» **Given instruction A**:
Translate this sentence from the Oi announcements into Spanish: "The remaining 10% of such credit will be received after the confirmation of the reorganization plan (the "Plan")."

On May 16, 2017, the Company informs its shareholders and the market in general that, on May 15, 2017, the 7th Corporate Court of the Capital District of the State of Rio de Janeiro granted the extension of the stay period for 180 business days or until the General Meeting of Creditors, whichever occurs first, as well as decided upon the application of the some guidelines with respect to the ongoing lawsuits against the Company and its wholly-owned subsidiaries, direct and indirect.

http://ri.oi.com.br/oi2012/web/conteudo_en.asp?idioma=1&conta=44&tipo=43754

Second List of Creditors

On May 16, 2017, the Company informs its shareholders and the market in general that the list of creditors of the Oi Companies presented by the judicial administrator before the Judicial Reorganization Court was available from this date to its shareholders and the market in general and to the Oi Companies’ creditors on the website of the judicial reorganization of Oi Companies, which can be accessed through the website of the Court of the judicial District of Rio de Janeiro.

http://ri.oi.com.br/oi2012/web/conteudo_en.asp?idioma=1&tipo=43100&conta=44&id=244517

Publication of Public Notice of the List of Creditors

On May 29, 2017, the Company informs its shareholders and the market in general that the Public Notice of the list of creditors presented by the Brazilian Judicial Administrator before the 7th Business Court of Rio de Janeiro was published on this date and is available from this date to its shareholders, to the market in general and to creditors on the website of the judicial reorganization, and on the website of the Court of the judicial District of Rio de Janeiro. As of this date, the Company’s creditors will have (i) 10 business days to challenge the Creditors List before the Judicial Reorganization Court; and (ii) 30 business days to file objections to the judicial reorganization plan.

http://ir.oi.com.br/oi2012/web/conteudo_pt.asp?idioma=1&tipo=43100&conta=44&id=245222

Creditors Settlement Program

On June 23, 2017, the Company informs its shareholders and the market in general that, as authorized by the Judicial Reorganization court, it would be initiated on June 26, 2017, the creditors settlement program for the creditors of the Oi Companies included in the Creditors List presented by the Brazilian Judicial Administrator..

The Creditors Settlement Program sets out pre-payment by the Oi Group of 90% of the credit amount for Oi Creditors whose credit is less than or equal to R$ 50,000.00, upon acceptance by the Oi Creditor to the agreement and certain terms and conditions set out in the Creditors Settlement Program. The remaining 10% of such credit will be received after the confirmation of the reorganization plan (the "Plan"). Oi Creditors whose credit is more than R$50,000.00 shall also be entitled to agree to the Creditors Settlement Program, in which case they shall receive a R$50,000.00 pre-payment, upon acceptance by the Oi Creditor to the agreement and to certain terms and conditions set out in the Creditors Settlement Program and the exceeding credit amount will be paid as set out in the Plan. The Creditors Settlement Program proposed by the Oi Group will benefit the participating Oi Creditors given that it enables the pre-payment of part of the amount which is object of the program.

» **Given instruction B**:
Retype the records without any change, starting at the line that contains "For full credit, report the bounding box of the stone" and continuing through the end of the records.

» **Data lines**:
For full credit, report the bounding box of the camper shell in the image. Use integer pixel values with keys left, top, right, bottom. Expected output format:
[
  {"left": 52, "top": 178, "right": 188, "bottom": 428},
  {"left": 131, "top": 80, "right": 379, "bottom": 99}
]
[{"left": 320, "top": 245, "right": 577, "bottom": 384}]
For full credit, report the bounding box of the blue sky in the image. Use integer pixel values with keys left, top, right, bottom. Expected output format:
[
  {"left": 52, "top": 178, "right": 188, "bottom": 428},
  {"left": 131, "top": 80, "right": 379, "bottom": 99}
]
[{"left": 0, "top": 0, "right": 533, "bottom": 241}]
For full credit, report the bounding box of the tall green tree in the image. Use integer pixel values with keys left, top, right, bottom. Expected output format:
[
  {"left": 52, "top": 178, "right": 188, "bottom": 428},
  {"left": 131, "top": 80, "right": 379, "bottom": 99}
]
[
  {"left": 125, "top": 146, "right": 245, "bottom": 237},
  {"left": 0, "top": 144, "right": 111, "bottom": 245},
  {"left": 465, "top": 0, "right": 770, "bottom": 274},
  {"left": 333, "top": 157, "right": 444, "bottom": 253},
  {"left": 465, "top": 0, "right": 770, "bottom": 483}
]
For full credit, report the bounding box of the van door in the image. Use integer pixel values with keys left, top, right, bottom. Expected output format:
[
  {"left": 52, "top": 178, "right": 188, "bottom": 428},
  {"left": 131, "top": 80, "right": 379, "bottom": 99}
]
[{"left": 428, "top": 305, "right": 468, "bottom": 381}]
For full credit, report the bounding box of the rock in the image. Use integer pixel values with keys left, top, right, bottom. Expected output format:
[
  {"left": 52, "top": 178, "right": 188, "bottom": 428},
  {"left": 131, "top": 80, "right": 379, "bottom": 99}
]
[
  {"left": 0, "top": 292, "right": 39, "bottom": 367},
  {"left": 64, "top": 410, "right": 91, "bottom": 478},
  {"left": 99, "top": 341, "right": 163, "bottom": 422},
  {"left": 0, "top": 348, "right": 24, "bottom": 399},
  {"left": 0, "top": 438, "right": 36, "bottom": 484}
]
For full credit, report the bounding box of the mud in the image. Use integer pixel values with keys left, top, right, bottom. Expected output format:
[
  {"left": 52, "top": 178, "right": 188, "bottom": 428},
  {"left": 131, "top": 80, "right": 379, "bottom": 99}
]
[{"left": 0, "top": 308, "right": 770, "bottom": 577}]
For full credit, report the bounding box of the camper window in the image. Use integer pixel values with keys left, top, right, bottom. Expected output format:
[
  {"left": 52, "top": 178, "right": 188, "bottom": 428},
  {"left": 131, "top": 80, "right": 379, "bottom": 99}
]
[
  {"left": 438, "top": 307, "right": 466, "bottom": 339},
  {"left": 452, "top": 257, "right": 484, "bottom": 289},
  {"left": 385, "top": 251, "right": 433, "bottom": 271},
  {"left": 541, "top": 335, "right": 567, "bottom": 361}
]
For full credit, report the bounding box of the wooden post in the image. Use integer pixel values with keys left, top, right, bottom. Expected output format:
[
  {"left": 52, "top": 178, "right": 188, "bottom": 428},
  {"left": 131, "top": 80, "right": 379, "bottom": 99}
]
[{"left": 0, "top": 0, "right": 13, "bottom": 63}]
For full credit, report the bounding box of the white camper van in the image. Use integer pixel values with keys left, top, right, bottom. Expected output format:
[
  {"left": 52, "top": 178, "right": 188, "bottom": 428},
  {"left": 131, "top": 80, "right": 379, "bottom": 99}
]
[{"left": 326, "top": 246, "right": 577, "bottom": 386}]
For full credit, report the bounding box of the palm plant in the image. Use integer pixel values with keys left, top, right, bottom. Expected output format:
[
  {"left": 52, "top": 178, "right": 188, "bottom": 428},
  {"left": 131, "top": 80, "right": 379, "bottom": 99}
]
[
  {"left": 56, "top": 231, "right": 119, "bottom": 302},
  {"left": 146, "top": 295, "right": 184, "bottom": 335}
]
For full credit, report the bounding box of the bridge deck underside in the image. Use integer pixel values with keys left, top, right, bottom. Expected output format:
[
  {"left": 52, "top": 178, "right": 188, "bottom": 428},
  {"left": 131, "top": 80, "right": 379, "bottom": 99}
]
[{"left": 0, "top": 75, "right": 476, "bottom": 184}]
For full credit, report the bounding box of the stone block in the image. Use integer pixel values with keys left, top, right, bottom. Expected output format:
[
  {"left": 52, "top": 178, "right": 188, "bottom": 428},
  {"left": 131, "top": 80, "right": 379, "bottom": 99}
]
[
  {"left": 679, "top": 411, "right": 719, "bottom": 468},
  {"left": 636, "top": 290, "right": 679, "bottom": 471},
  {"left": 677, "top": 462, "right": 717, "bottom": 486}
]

» **Expected output A**:
El 10 % restante de dicho crédito se recibirá después de la confirmación del plan de reorganización (el «Plan»).

» **Expected output B**:
For full credit, report the bounding box of the stone block in the image. Use integer pixel values with keys left, top, right, bottom. Expected output format:
[
  {"left": 52, "top": 178, "right": 188, "bottom": 428},
  {"left": 131, "top": 80, "right": 379, "bottom": 99}
]
[
  {"left": 679, "top": 411, "right": 719, "bottom": 468},
  {"left": 636, "top": 290, "right": 679, "bottom": 471},
  {"left": 677, "top": 462, "right": 717, "bottom": 486}
]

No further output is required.